--- START ---

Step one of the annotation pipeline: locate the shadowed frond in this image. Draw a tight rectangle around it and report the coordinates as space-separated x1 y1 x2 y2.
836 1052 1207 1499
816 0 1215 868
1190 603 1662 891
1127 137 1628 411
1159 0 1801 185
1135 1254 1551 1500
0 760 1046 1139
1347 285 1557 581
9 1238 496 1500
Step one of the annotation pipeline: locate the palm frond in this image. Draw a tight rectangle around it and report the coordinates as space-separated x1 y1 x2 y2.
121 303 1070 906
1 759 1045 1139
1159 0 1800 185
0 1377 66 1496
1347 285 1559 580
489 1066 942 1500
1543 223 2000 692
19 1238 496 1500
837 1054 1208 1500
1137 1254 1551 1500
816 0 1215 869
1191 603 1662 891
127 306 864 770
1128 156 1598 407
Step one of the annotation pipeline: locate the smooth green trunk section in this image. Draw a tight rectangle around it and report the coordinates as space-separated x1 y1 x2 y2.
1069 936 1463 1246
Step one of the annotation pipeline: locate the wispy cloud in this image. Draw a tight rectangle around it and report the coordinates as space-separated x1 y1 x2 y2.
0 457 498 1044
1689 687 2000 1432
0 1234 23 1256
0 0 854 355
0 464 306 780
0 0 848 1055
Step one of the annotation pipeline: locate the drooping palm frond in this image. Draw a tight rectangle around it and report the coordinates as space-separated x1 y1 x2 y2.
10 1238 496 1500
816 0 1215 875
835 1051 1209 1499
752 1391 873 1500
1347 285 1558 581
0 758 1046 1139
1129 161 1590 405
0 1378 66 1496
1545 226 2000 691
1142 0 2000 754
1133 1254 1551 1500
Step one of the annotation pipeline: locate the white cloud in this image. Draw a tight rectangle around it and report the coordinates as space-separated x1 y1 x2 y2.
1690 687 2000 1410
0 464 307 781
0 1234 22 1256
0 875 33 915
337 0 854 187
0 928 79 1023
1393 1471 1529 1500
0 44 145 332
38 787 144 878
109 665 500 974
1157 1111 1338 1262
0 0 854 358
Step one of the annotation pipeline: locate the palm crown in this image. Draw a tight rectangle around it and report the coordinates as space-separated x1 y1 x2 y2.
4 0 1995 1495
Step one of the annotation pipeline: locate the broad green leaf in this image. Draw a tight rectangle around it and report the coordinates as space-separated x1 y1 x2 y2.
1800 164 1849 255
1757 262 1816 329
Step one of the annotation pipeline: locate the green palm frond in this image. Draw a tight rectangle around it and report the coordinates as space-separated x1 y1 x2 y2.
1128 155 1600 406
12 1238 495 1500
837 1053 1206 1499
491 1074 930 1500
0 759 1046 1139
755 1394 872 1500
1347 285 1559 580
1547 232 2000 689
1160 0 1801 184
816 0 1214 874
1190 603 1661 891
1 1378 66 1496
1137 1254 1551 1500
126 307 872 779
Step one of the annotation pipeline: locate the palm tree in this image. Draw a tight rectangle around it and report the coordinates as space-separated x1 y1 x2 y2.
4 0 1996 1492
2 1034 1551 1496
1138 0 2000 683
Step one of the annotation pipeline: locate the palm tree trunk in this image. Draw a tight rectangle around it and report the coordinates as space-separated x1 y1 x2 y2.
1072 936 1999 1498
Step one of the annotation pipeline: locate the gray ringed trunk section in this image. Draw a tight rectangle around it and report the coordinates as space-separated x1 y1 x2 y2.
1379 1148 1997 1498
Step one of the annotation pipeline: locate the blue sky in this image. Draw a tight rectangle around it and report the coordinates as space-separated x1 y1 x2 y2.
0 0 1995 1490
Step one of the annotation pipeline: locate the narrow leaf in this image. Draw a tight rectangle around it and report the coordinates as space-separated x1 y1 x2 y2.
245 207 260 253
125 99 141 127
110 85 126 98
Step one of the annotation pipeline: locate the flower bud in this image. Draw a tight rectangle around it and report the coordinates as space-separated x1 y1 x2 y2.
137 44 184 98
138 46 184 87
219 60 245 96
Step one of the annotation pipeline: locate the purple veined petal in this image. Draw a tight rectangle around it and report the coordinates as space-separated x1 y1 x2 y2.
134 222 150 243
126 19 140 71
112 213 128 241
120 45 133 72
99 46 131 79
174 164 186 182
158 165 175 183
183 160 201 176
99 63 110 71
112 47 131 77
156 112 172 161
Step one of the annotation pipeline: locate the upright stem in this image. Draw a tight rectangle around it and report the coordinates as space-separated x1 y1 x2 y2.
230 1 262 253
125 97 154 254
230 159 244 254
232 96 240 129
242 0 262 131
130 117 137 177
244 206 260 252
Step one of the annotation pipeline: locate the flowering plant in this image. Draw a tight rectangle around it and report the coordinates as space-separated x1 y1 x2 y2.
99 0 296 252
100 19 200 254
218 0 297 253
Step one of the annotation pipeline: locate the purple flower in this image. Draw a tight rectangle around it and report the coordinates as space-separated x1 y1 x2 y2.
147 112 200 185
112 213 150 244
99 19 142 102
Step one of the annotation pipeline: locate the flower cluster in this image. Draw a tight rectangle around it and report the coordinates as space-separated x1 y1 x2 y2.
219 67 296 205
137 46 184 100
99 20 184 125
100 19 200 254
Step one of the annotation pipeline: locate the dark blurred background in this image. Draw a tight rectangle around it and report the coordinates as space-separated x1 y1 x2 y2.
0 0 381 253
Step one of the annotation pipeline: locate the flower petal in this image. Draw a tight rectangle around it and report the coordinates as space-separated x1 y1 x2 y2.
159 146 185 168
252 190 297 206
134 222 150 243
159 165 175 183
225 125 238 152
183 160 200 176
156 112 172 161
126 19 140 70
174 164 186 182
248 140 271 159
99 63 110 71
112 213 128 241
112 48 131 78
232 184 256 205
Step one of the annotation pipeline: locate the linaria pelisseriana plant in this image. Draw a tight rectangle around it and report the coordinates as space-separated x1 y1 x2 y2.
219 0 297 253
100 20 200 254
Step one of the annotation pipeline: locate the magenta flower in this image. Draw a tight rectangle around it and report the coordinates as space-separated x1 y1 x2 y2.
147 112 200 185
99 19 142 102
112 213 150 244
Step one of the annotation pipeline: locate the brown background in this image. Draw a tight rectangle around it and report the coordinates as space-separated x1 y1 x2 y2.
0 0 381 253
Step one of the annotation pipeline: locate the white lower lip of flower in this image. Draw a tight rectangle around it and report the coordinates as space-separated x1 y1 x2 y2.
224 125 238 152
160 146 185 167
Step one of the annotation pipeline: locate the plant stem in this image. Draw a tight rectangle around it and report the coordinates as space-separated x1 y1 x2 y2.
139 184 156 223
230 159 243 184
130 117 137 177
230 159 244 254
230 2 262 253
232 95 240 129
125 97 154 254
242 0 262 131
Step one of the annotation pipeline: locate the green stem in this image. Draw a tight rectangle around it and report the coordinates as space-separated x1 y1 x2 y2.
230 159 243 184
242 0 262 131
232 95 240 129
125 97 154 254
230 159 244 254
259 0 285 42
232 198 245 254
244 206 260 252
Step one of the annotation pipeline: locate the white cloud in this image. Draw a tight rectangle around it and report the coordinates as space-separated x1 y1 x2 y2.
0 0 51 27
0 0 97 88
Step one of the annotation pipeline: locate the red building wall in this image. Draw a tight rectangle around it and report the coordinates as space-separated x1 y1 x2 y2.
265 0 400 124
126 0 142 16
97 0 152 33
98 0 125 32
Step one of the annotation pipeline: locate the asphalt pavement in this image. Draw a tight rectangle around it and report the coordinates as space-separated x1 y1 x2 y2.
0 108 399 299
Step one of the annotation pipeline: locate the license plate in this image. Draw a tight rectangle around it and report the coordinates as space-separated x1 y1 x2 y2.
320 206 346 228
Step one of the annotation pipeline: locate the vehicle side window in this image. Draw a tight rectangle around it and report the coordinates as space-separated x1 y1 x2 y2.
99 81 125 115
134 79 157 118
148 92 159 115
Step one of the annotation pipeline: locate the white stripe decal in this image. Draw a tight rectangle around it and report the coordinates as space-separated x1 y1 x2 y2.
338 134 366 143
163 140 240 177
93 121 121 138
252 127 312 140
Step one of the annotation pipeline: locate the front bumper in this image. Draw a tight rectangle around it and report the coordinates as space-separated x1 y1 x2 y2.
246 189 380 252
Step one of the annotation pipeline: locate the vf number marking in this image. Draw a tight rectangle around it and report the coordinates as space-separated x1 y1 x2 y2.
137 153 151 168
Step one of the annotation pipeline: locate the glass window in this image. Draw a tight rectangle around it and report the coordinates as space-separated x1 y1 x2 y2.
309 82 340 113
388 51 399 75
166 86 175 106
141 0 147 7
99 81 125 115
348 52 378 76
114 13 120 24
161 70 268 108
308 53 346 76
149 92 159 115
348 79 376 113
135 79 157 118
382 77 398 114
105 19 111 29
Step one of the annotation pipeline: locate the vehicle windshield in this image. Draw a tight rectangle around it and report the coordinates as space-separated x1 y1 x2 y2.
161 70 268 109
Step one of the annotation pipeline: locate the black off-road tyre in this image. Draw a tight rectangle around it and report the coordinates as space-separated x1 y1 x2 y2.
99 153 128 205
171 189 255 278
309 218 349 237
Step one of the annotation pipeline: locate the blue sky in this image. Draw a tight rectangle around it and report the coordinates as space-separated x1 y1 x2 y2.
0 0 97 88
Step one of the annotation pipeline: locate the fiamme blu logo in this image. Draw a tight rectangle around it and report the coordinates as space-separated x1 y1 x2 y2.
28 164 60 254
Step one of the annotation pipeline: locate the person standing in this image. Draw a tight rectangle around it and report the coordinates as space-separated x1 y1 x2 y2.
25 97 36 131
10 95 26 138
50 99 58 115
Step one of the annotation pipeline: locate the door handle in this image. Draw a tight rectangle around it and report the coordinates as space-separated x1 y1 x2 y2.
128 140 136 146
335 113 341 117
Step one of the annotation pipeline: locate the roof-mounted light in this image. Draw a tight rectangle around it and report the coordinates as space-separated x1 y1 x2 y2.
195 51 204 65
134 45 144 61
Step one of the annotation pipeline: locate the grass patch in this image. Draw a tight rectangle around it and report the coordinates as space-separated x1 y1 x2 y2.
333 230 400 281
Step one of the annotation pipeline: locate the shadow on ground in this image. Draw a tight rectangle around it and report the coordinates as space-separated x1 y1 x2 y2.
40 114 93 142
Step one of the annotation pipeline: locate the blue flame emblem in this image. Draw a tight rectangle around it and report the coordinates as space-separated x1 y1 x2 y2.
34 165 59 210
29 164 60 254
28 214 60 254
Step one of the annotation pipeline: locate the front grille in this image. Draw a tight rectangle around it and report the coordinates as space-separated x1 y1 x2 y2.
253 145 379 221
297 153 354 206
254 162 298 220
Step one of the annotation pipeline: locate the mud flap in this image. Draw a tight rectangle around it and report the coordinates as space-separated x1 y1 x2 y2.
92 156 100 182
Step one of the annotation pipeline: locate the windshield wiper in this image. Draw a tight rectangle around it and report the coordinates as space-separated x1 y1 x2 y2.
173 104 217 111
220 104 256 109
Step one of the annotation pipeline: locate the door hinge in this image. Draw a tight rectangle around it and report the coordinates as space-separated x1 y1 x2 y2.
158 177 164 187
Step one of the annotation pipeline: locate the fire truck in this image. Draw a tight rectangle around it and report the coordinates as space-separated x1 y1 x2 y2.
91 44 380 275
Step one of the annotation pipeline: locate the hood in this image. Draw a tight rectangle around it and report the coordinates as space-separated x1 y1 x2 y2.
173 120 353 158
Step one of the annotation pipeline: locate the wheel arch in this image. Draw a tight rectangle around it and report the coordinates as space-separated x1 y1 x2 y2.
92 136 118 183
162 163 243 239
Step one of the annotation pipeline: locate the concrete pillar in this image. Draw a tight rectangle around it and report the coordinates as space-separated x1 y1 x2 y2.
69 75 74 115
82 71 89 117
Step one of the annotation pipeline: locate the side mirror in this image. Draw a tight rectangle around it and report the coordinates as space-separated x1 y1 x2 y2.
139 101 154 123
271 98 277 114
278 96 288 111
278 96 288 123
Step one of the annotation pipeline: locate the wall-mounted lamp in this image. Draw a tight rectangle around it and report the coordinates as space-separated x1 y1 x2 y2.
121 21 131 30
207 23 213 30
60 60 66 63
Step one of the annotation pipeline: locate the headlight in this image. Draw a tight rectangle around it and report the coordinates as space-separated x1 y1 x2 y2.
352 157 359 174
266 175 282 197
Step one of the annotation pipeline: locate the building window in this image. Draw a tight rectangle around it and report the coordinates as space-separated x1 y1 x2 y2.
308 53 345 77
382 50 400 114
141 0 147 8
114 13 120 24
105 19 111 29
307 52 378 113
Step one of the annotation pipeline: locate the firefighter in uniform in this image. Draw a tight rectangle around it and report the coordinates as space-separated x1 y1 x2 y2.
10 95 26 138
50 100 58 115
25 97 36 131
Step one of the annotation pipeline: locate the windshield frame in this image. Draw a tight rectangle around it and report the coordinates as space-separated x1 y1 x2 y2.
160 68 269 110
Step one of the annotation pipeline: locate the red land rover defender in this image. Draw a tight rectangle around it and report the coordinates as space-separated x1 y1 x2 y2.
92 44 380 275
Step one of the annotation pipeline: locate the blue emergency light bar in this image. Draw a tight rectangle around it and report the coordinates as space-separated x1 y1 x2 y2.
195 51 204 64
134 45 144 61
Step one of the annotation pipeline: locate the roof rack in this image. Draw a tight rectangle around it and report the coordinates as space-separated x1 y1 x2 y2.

--- END ---

-- What is being asked --
From the line containing "Step one of the annotation pipeline: locate the red land" down to the last line, reproduce the records exactly. Include both ends.

-- Response to this task --
Step one of the annotation pipeline: locate the red land rover defender in this image. Draw a tight rectangle around it and report the coordinates as space-separated x1 y1 x2 y2.
92 44 380 275
Step one of the annotation pipeline: locate the blue emergency light bar in this image. Draw a tight rectangle around it and report the coordinates as space-separated x1 y1 x2 y2.
195 51 204 64
134 45 144 61
Step one of the annotation pipeline: locate the roof rack in this image. Draw a tight rectangle around it and report the coordinates as space-separated x1 y1 x2 y2.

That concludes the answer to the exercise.